* GIVEN REQUEST *
In your copy, repeat the records exactly and leave out the pictures.

* SOURCE RECORDS *
◇ ◇ ◇ ◇ ◇

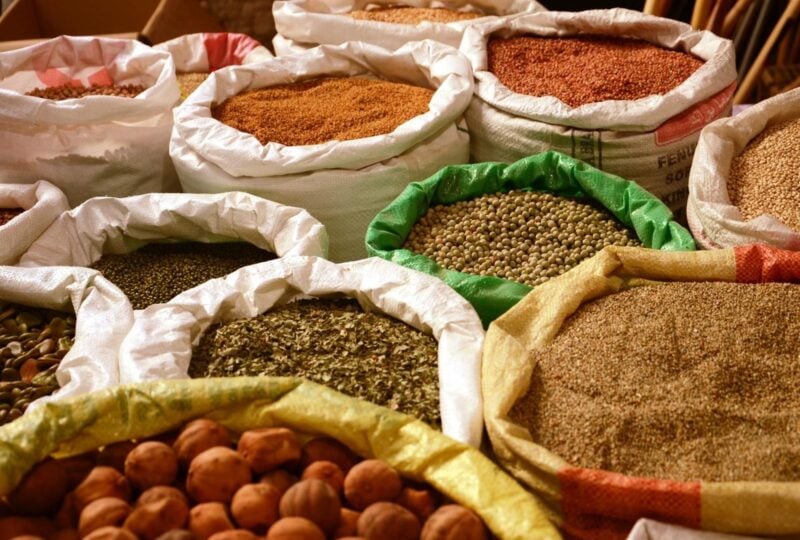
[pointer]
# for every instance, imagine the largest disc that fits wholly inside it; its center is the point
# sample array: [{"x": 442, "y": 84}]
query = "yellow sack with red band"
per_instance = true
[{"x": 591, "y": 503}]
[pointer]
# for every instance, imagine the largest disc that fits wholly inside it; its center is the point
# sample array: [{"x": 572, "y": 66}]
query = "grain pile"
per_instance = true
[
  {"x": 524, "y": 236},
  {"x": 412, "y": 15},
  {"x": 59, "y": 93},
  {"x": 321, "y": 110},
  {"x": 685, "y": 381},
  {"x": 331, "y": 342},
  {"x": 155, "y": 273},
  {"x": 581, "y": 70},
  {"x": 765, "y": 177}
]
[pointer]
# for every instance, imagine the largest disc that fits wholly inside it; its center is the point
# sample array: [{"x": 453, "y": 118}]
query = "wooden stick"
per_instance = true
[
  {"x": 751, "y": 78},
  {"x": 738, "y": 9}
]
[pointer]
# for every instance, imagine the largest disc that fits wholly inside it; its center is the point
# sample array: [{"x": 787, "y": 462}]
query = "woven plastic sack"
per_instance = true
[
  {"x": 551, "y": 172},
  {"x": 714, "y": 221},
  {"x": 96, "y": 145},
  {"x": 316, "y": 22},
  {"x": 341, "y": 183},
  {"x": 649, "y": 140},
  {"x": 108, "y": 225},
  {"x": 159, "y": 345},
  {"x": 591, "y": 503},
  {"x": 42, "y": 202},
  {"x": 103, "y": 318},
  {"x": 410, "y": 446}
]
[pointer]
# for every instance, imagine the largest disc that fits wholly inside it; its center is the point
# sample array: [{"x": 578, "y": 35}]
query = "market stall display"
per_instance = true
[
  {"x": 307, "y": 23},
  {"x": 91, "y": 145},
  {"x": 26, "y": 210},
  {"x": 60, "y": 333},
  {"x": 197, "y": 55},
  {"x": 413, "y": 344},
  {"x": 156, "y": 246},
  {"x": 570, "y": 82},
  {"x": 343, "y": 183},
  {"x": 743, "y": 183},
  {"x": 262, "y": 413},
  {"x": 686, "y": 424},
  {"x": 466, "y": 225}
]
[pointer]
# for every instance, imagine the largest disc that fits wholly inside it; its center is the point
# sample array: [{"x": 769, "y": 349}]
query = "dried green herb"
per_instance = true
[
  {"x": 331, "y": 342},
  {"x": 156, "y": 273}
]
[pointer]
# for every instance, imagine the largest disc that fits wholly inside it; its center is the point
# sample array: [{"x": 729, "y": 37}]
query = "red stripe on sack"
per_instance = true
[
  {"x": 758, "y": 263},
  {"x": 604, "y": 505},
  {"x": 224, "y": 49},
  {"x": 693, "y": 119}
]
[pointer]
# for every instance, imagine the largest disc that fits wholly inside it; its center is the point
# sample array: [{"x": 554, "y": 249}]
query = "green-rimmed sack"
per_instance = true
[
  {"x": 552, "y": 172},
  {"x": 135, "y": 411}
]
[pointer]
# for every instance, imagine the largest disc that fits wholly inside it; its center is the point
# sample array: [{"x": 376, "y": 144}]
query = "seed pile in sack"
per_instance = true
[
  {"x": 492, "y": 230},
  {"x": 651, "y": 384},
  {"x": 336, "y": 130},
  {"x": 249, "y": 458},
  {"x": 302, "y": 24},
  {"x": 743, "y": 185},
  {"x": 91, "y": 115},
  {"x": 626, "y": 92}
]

◇ ◇ ◇ ◇ ◇

* SOLUTION TO THIS PROBLEM *
[pointer]
# for every instance, imagine the largest disc that fits wholly inside it; its center is the point
# sample array: [{"x": 442, "y": 84}]
query = "yellow sack with red band"
per_instance = true
[{"x": 591, "y": 503}]
[pointer]
# for every instance, imagine the largest disc that fits wholly inside it; its center is the point
# sample array: [{"x": 572, "y": 66}]
query = "grain pile"
per_instance = true
[
  {"x": 524, "y": 236},
  {"x": 412, "y": 15},
  {"x": 59, "y": 93},
  {"x": 321, "y": 110},
  {"x": 685, "y": 381},
  {"x": 331, "y": 342},
  {"x": 155, "y": 273},
  {"x": 581, "y": 70},
  {"x": 765, "y": 177}
]
[pointer]
# for every instance, imagine the largest disc that fits wholly inside it; its center is the point
# sample array: [{"x": 453, "y": 118}]
query = "wooden stick"
per_instance = true
[
  {"x": 751, "y": 78},
  {"x": 738, "y": 9}
]
[pointer]
# for every instance, imagine the largest disc that fits wholly inside it; its center is the point
# sample array: [{"x": 787, "y": 462}]
query = "woven plastic sack"
per_instance = true
[
  {"x": 551, "y": 172},
  {"x": 714, "y": 221},
  {"x": 96, "y": 145},
  {"x": 316, "y": 22},
  {"x": 341, "y": 183},
  {"x": 649, "y": 140},
  {"x": 108, "y": 225},
  {"x": 159, "y": 345},
  {"x": 591, "y": 503},
  {"x": 42, "y": 202},
  {"x": 103, "y": 318},
  {"x": 410, "y": 446}
]
[pointer]
# for every instance, imagine the largest disc that fits wholly inside it; its center is the point
# sample array: [{"x": 578, "y": 35}]
query = "market stall display"
per_instance = true
[
  {"x": 307, "y": 23},
  {"x": 91, "y": 145},
  {"x": 26, "y": 210},
  {"x": 60, "y": 333},
  {"x": 197, "y": 55},
  {"x": 413, "y": 344},
  {"x": 156, "y": 246},
  {"x": 570, "y": 82},
  {"x": 343, "y": 183},
  {"x": 743, "y": 183},
  {"x": 262, "y": 413},
  {"x": 686, "y": 424},
  {"x": 466, "y": 225}
]
[pointer]
# for every instance, imagine the largest disc that fits wholly inside it; its center is the point
# sample array: [{"x": 769, "y": 349}]
query = "dried green herb"
per_instance = true
[
  {"x": 331, "y": 342},
  {"x": 156, "y": 273}
]
[pointer]
# for every instance, imagine the largest disc that fits wholly inside it; its center is the point
# sample array: [{"x": 729, "y": 37}]
query = "red stripe on sack"
per_instance = true
[
  {"x": 758, "y": 263},
  {"x": 604, "y": 505},
  {"x": 224, "y": 49},
  {"x": 693, "y": 119}
]
[pointer]
# for every instance, imagine the largest disc that fits wholly inside it; its center is the point
# sample array: [{"x": 554, "y": 249}]
query = "green-rimmed sack"
per_instance = true
[
  {"x": 552, "y": 172},
  {"x": 135, "y": 411}
]
[pointer]
# for every instance, imagine the largest disc that fits wholly inside it; its center is the point
# sample array: [{"x": 376, "y": 144}]
query = "seed pile in sack"
per_instance = true
[
  {"x": 492, "y": 230},
  {"x": 651, "y": 384},
  {"x": 336, "y": 130},
  {"x": 249, "y": 458},
  {"x": 302, "y": 24},
  {"x": 743, "y": 185},
  {"x": 91, "y": 115},
  {"x": 626, "y": 92}
]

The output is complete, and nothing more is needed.